• **EXCERPT TO READ**
--------
The extent to which the Scots, the Welsh and Northern Irish Catholics actively wish to leave the UK is debatable. Their widespread resentment of England and all things English is not. In fact, things have come to such a pretty pass that to be English in any part of the UK other than England is to risk utterly gratuitous insult which ranges from the naked and vulgar abuse of the working classes to mean spirited bourgeois whining. Those who blithely dismiss anti-English Celtic feeling as being either the product of a small minority of political activists whose importance is unduly inflated by media attention or simply sporting chauvinism – implausible even by the dismal standards of liberal apologia – are either dullards or wilfully dishonest.
Celtic antipathy might prove to be a transient and inconsequential matter were it not for Labour’s reckless provision of assemblies for Scotland and Wales and Britain’s membership of the ever growing Leviathan of the Europe Union. From the specious promise of these political phantasmagoria grow outlandish Celtic dreams of an independence liberally financed by foreigners. The time is more than ripe for a few hard truths to be placed before the would be Celtic separatists and home rulers.
The hardest and most important truth is that England enjoys such a preponderance in population, wealth, educational opportunity, industry and commerce that it inevitably hugely dominates the other parts of Britain. Those Celts who imagine that England has exploited their countries in a peculiarly gratuitous, vicious and avaricious fashion should look at the general historical (and, indeed, present) fate of small countries faced with powerful neighbours. That general fate includes occupation by force, the reduction of conquered populations to a servile state, wholesale depredations, chronic legal disadvantages, the refusal of free trade – even with the occupying power, the absolute exclusion from government and, at the worst, genocide.
--------
• **RECORD LIST**
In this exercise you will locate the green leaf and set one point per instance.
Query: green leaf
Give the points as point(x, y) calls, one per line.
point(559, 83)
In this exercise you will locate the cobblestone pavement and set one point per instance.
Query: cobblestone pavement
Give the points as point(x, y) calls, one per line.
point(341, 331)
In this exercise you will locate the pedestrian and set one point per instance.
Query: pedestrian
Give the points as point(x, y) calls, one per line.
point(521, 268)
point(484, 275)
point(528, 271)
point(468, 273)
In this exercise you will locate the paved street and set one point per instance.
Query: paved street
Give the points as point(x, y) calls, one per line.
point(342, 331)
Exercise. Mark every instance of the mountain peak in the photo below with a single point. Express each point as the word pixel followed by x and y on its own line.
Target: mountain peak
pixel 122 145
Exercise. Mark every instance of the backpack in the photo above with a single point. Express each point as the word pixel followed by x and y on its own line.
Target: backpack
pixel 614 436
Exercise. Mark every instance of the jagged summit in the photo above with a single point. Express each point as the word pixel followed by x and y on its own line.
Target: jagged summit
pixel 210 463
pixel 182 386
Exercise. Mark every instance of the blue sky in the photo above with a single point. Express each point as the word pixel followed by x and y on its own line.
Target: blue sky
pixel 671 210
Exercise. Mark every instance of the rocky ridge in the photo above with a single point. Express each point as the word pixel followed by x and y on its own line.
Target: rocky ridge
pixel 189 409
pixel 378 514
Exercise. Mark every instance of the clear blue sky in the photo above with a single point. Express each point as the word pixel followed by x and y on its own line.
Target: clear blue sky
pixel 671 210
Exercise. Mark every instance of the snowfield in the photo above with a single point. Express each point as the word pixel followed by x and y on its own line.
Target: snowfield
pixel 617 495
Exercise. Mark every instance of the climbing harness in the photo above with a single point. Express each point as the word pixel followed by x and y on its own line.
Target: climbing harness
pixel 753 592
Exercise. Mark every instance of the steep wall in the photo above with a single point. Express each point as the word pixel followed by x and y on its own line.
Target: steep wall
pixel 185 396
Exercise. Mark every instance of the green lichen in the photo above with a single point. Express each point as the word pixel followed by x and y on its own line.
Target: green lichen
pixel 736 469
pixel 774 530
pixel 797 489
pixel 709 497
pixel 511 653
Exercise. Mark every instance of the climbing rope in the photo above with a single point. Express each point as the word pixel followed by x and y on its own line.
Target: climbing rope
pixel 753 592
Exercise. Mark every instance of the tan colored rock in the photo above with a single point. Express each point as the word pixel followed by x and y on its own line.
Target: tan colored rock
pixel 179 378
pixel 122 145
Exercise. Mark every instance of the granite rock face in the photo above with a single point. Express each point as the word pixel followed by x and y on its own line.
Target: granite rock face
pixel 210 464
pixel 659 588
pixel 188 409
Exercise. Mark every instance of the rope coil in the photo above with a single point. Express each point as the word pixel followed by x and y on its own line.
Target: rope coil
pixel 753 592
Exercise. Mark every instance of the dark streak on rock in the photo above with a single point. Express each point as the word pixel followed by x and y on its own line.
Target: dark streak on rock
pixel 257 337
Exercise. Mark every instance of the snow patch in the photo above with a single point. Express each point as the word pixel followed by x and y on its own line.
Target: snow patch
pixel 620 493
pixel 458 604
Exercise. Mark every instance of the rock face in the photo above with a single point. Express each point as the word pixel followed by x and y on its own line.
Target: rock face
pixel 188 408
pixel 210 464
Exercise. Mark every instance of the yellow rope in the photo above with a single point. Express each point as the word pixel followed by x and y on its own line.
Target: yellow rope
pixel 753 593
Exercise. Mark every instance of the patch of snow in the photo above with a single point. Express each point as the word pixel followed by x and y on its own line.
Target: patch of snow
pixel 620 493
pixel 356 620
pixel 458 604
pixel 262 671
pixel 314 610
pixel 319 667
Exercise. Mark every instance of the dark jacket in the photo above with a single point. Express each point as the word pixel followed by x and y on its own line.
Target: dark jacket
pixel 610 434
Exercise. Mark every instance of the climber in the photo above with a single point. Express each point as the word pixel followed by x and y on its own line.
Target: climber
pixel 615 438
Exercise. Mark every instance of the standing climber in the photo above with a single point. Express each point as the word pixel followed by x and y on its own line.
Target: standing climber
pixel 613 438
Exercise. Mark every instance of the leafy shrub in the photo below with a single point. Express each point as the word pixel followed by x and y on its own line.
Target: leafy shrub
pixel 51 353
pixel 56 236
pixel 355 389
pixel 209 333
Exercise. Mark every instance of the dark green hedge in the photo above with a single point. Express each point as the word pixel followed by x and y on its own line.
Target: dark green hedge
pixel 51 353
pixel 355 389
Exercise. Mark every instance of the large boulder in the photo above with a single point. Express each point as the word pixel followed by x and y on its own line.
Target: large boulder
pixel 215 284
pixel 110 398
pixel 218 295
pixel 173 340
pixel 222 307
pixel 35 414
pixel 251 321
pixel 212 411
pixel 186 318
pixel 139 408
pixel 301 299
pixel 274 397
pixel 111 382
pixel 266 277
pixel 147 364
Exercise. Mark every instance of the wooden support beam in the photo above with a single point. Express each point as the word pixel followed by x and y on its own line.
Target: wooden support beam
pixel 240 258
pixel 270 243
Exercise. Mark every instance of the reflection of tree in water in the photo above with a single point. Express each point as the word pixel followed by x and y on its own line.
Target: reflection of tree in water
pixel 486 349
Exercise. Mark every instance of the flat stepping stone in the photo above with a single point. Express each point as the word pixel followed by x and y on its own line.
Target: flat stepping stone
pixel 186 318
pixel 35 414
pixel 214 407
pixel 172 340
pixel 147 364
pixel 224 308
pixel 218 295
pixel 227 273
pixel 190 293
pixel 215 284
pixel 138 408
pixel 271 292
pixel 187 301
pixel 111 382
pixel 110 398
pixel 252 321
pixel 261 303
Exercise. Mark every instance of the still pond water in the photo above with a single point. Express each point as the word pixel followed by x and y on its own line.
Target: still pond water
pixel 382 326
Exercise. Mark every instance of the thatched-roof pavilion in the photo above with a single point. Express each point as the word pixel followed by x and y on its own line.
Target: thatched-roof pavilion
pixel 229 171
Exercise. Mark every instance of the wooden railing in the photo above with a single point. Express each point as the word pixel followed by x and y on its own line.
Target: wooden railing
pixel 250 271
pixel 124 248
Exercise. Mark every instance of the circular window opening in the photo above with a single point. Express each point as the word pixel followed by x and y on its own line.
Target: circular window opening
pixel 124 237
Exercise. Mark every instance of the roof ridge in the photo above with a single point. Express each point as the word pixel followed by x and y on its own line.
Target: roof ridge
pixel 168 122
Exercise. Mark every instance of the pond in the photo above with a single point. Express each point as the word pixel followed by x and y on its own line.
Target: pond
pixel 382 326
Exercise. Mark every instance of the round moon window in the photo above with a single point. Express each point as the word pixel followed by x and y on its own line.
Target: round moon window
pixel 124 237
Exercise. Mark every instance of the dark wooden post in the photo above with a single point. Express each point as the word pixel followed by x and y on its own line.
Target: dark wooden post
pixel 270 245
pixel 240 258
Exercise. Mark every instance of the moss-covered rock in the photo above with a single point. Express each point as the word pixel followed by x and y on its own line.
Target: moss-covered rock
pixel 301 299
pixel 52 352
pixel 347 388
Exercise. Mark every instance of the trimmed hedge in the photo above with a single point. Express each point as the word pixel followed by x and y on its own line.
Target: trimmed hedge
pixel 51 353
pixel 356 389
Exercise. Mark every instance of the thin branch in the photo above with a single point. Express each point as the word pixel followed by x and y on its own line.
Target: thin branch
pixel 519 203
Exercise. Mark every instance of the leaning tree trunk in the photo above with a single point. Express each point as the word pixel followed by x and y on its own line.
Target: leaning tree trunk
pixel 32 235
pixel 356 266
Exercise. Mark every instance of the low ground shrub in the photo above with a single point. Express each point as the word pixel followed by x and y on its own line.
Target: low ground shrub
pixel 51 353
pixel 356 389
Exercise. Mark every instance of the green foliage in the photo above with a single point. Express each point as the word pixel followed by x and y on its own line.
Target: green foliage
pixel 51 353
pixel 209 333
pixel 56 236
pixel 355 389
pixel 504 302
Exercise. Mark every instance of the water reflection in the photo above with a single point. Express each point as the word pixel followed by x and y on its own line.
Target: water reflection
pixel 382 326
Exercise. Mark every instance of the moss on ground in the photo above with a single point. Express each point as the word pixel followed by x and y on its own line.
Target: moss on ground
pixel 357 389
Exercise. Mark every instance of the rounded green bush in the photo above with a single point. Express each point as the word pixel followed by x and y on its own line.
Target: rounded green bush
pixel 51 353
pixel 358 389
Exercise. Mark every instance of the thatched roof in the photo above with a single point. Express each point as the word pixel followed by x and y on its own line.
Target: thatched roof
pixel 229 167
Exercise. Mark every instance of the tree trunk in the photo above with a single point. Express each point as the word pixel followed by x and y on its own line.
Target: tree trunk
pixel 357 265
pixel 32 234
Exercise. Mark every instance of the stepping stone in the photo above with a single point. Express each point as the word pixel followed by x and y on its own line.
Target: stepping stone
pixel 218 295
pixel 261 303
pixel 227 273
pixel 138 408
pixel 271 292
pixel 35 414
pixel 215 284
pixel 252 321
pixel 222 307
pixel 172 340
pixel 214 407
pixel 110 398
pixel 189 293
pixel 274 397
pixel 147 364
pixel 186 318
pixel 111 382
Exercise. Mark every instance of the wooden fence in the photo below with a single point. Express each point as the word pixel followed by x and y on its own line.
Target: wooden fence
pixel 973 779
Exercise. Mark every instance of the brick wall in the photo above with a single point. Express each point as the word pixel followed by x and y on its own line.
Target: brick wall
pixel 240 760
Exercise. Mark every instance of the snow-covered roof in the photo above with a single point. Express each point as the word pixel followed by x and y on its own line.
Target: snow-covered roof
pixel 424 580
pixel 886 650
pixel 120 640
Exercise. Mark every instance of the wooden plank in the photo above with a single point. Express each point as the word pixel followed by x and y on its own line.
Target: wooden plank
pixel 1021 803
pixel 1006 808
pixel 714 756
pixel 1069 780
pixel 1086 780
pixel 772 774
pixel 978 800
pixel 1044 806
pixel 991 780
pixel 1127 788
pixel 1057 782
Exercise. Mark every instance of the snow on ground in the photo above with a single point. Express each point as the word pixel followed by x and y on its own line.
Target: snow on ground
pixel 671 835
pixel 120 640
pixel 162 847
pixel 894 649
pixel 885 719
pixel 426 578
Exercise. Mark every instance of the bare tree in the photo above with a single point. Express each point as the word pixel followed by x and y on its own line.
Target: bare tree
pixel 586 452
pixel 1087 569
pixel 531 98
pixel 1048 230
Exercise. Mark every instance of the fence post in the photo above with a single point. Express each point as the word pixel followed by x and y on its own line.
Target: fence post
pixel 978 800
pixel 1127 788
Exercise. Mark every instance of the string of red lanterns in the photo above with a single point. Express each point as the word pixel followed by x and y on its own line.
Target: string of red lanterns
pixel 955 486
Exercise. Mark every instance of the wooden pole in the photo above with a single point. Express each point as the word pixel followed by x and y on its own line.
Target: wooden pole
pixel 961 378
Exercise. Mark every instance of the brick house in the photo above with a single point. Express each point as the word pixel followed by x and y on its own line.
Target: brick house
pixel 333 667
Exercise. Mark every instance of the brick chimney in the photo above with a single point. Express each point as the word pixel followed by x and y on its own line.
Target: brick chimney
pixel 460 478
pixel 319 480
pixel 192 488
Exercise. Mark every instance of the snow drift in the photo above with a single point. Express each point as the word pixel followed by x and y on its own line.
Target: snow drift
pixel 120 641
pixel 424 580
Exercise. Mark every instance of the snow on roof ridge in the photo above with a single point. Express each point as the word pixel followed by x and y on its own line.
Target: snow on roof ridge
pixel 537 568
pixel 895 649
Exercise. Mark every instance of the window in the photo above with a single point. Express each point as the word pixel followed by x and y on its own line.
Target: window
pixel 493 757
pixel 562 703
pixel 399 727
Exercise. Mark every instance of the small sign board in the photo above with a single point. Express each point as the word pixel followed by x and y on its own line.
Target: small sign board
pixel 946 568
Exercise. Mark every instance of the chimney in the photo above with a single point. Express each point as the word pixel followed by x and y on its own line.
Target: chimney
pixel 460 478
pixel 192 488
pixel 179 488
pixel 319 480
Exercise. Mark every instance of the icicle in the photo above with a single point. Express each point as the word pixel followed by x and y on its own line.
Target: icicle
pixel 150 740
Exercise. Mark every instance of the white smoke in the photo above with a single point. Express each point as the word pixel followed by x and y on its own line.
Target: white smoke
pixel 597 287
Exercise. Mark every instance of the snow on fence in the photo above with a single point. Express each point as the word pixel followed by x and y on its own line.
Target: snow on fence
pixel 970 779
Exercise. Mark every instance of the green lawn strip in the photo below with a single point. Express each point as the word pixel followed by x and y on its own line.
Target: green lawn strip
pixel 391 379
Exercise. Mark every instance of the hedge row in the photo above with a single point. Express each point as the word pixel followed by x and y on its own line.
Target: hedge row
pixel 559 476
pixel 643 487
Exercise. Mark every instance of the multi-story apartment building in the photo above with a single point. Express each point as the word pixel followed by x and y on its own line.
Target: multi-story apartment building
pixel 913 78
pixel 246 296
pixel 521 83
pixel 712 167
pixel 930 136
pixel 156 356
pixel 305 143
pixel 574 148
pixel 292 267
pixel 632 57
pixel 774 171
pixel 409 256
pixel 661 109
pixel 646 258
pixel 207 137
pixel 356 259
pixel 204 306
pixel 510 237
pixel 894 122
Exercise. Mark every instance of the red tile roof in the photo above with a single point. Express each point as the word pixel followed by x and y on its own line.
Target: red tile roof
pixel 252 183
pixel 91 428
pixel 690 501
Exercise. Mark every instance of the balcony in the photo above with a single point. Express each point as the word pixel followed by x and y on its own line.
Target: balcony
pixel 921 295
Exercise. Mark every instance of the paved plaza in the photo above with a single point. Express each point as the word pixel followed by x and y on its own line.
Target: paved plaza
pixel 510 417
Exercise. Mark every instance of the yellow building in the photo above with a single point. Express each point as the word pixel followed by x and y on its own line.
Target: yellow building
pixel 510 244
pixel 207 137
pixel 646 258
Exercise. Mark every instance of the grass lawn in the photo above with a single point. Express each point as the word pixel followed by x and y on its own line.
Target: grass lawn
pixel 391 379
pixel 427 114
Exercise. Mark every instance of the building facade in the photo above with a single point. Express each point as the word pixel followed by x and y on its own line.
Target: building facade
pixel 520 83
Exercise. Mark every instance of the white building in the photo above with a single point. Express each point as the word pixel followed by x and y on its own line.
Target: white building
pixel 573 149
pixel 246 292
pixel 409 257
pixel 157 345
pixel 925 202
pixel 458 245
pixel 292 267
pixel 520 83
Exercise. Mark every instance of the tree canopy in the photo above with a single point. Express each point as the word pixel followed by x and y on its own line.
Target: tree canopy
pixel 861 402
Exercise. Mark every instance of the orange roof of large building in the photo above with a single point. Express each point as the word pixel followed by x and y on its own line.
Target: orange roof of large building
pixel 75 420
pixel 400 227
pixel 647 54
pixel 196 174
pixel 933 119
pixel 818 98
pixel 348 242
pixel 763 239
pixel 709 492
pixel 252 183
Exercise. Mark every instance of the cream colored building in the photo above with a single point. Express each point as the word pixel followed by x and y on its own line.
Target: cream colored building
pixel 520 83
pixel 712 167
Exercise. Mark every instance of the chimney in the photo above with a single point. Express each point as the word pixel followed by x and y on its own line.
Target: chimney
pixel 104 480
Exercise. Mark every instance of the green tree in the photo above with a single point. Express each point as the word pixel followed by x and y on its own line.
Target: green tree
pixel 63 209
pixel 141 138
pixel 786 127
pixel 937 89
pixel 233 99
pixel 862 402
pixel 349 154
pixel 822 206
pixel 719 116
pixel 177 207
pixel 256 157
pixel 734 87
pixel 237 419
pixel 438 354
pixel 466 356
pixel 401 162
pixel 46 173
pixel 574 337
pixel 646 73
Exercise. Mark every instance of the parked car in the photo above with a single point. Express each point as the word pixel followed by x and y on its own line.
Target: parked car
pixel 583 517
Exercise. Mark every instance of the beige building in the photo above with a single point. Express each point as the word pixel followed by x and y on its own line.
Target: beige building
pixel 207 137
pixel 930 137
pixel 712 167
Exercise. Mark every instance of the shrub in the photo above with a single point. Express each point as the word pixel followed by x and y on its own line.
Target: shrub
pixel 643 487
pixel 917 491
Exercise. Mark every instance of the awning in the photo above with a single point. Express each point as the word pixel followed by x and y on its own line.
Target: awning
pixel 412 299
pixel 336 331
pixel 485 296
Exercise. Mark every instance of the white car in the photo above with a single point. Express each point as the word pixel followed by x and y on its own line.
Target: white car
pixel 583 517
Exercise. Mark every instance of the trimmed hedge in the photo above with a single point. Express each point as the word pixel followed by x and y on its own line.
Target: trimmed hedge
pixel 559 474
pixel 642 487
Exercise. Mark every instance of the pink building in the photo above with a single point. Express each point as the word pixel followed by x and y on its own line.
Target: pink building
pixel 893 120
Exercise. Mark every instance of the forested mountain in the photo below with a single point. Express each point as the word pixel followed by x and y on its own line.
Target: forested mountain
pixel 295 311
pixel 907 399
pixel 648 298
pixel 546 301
--------
Rewrite the passage on anti-English feeling from "The extent to" up to and including "or wilfully dishonest.", with "dullards" replaced by "fools".

• **WORKED SOLUTION**
The extent to which the Scots, the Welsh and Northern Irish Catholics actively wish to leave the UK is debatable. Their widespread resentment of England and all things English is not. In fact, things have come to such a pretty pass that to be English in any part of the UK other than England is to risk utterly gratuitous insult which ranges from the naked and vulgar abuse of the working classes to mean spirited bourgeois whining. Those who blithely dismiss anti-English Celtic feeling as being either the product of a small minority of political activists whose importance is unduly inflated by media attention or simply sporting chauvinism – implausible even by the dismal standards of liberal apologia – are either fools or wilfully dishonest.